[Rows from a pointing dataset]
*-*-*
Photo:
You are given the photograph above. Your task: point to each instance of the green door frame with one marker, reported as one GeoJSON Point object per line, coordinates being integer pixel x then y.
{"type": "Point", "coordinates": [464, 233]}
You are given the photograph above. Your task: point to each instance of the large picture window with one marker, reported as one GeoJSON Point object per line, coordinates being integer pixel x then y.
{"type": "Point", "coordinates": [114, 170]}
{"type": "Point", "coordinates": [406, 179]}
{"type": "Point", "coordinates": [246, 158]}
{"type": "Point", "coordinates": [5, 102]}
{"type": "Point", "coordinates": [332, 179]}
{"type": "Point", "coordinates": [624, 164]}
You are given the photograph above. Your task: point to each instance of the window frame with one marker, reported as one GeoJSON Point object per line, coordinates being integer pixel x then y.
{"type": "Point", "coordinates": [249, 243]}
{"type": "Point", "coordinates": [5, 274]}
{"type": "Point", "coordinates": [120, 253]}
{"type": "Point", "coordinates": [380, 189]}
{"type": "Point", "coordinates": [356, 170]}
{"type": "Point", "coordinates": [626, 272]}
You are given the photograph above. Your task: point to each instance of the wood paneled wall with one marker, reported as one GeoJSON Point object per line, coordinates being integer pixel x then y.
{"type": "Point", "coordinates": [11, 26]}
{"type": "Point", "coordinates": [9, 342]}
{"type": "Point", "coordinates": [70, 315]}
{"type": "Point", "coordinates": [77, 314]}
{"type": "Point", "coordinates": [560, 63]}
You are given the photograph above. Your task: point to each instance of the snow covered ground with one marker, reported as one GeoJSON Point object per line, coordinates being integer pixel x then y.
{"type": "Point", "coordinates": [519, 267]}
*-*-*
Your instructions ▸ Copy every line of the records above verbatim.

Answer to this exercise ▸
Photo:
You are given the photograph above. Your task: point to each instance of the green door frame with one marker, reported as one GeoJSON Point object per line, coordinates being integer pixel x then y.
{"type": "Point", "coordinates": [464, 233]}
You are given the photograph above. Your task: point to each instance of the large picture window with one marker, reported as one GeoJSON Point object per line, coordinates being integer pixel x then y.
{"type": "Point", "coordinates": [114, 170]}
{"type": "Point", "coordinates": [406, 179]}
{"type": "Point", "coordinates": [246, 158]}
{"type": "Point", "coordinates": [5, 102]}
{"type": "Point", "coordinates": [332, 179]}
{"type": "Point", "coordinates": [624, 164]}
You are given the photograph above. Your task: point to each instance of the window frame with one marker, reported as one GeoJSON Point object per line, coordinates being integer pixel x then y.
{"type": "Point", "coordinates": [249, 243]}
{"type": "Point", "coordinates": [5, 274]}
{"type": "Point", "coordinates": [120, 253]}
{"type": "Point", "coordinates": [380, 189]}
{"type": "Point", "coordinates": [356, 170]}
{"type": "Point", "coordinates": [626, 272]}
You are given the photograph above. Your task: point to each instance of the wood paneled wall with one marker, reported as one GeoJSON Point object per line, coordinates being integer pixel x then y.
{"type": "Point", "coordinates": [11, 26]}
{"type": "Point", "coordinates": [9, 342]}
{"type": "Point", "coordinates": [70, 315]}
{"type": "Point", "coordinates": [77, 314]}
{"type": "Point", "coordinates": [560, 63]}
You are given the photograph above. Your task: point to each instance of the snow covered ground with one marker, reported as one GeoJSON Point object per line, coordinates being integer pixel x then y.
{"type": "Point", "coordinates": [519, 267]}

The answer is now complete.